▶ _RECORDED INFORMATION_

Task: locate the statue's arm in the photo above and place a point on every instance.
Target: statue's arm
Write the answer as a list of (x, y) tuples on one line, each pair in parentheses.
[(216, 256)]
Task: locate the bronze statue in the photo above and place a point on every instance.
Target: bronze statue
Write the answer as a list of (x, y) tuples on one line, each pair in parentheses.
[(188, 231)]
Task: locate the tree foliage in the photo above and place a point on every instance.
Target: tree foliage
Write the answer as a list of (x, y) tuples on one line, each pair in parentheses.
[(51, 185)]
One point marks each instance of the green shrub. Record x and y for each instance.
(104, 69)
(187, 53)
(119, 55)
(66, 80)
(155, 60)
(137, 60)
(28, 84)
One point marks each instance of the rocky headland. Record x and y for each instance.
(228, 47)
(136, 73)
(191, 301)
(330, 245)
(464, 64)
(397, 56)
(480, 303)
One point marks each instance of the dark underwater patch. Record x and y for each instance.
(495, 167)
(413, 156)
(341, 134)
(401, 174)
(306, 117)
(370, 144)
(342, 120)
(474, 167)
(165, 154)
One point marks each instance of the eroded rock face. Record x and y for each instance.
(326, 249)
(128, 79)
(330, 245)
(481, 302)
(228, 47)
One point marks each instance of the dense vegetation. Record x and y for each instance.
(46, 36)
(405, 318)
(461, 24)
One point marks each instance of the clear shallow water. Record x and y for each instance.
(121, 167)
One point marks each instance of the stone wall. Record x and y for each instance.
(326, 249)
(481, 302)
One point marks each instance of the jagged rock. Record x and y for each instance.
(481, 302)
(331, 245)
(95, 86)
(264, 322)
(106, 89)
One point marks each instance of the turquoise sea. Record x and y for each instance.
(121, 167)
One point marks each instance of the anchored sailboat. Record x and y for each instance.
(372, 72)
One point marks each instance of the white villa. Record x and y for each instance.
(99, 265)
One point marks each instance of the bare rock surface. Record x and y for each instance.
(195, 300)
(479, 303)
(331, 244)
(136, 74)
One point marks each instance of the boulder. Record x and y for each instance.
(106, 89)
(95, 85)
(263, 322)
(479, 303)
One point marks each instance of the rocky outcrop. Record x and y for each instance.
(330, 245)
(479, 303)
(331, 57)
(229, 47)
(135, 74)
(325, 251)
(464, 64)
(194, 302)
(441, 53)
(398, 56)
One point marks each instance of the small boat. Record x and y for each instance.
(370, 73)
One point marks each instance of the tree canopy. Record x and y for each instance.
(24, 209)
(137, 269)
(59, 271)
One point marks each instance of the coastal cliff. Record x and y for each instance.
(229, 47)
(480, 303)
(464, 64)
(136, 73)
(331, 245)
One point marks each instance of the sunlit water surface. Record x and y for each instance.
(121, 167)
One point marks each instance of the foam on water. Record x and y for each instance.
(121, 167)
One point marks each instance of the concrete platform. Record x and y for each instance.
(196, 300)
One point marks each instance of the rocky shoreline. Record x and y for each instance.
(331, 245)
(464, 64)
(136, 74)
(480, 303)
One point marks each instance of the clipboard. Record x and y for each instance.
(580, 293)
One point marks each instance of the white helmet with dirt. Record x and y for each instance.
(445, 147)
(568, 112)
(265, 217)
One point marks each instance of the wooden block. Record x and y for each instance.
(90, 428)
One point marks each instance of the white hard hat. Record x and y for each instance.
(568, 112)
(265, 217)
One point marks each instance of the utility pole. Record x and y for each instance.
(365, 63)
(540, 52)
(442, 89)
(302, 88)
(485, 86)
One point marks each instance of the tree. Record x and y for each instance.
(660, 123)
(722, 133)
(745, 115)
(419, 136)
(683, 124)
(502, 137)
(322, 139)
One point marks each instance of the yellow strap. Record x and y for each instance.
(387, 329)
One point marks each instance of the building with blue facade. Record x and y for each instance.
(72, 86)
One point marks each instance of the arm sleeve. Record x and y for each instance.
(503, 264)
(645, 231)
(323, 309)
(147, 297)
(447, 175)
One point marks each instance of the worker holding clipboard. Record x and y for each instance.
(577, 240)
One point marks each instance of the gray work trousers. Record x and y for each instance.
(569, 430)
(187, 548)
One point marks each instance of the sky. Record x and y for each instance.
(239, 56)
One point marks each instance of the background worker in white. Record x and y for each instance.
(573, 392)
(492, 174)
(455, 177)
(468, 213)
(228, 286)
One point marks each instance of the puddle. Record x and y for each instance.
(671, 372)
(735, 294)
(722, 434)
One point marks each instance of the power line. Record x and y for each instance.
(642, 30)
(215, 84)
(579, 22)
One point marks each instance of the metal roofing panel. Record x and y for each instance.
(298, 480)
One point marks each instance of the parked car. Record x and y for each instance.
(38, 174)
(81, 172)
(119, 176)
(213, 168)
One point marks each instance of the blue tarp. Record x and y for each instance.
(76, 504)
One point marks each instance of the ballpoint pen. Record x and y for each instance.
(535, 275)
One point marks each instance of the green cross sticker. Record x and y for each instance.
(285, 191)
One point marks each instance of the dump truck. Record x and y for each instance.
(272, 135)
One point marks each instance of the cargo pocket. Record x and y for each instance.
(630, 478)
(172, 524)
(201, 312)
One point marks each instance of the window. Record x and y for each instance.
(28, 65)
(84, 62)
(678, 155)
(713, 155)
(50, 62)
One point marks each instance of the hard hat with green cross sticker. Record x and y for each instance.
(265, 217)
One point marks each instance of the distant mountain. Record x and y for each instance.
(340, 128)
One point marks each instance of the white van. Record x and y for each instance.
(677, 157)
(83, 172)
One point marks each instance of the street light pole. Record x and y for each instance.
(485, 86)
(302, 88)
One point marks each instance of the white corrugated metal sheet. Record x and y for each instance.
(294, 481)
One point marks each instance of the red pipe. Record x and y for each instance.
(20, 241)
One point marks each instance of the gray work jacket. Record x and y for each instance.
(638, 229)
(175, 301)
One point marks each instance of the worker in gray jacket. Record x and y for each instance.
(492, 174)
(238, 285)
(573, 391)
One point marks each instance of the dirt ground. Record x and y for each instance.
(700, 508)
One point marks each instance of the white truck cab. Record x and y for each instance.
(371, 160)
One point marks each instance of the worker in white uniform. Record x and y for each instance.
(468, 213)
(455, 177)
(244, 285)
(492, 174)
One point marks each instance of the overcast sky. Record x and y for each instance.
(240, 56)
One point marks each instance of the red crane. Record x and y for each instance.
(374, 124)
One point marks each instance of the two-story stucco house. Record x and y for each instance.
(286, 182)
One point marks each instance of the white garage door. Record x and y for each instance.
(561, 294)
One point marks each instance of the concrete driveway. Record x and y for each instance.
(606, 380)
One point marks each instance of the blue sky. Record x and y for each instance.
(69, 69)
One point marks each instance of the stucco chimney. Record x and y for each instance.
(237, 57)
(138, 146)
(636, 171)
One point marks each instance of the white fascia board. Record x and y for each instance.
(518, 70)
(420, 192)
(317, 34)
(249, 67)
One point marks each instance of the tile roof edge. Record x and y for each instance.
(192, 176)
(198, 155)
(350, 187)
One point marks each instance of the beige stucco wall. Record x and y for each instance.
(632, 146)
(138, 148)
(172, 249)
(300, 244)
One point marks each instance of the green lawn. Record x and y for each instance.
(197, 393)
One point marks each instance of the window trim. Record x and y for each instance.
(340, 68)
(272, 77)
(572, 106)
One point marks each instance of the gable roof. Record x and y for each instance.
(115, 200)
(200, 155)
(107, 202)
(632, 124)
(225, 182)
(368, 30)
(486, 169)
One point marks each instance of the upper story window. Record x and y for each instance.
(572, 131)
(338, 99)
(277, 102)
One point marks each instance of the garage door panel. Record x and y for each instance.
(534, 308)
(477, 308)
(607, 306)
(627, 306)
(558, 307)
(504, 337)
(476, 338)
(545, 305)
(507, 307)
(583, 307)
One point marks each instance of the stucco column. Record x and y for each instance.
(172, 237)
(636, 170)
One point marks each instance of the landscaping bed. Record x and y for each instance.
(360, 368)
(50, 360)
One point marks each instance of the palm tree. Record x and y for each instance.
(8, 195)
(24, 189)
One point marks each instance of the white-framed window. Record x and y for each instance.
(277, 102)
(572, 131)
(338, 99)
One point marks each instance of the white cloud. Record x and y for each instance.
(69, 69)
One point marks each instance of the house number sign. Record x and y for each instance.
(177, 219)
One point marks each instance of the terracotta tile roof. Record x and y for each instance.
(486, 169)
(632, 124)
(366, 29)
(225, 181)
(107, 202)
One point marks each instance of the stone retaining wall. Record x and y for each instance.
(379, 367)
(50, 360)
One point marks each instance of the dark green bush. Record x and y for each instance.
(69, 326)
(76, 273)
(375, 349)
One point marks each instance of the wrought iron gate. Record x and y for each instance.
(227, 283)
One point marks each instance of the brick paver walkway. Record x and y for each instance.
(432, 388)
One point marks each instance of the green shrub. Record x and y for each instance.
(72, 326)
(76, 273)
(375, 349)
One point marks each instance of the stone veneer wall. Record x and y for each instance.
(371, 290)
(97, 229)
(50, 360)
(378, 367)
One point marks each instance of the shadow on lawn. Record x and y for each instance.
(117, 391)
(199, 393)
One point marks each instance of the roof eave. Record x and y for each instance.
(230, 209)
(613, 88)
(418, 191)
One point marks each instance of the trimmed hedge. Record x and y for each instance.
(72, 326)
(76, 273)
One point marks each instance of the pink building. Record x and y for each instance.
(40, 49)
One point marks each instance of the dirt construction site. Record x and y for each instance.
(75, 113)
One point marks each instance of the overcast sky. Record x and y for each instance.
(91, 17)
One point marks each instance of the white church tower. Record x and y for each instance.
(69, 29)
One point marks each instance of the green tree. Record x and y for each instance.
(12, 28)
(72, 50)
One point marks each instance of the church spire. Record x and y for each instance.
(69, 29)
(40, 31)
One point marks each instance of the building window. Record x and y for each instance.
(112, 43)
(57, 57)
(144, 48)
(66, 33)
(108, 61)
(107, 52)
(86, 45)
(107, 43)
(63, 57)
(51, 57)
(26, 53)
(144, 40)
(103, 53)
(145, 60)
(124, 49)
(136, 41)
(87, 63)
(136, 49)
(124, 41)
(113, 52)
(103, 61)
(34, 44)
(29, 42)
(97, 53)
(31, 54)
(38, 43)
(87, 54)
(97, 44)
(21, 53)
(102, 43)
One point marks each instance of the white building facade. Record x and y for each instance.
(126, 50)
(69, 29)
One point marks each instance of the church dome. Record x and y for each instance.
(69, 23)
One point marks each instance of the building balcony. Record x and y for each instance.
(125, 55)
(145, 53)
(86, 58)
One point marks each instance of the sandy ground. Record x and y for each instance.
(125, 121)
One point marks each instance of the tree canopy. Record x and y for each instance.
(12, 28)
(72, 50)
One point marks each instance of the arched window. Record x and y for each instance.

▶ _JOB_
Reproduce the material from the line containing "One point marks each instance of the sandy" through the end, swapping "tree canopy" for "leafy canopy" and leaving everything else unchanged.

▶ _TASK RESULT_
One point marks each instance of the sandy ground. Record x and y for each instance.
(125, 121)
One point marks each instance of the leafy canopy. Record x and y for each instance.
(12, 28)
(72, 50)
One point marks each instance of the arched window. Record x and y for each instance.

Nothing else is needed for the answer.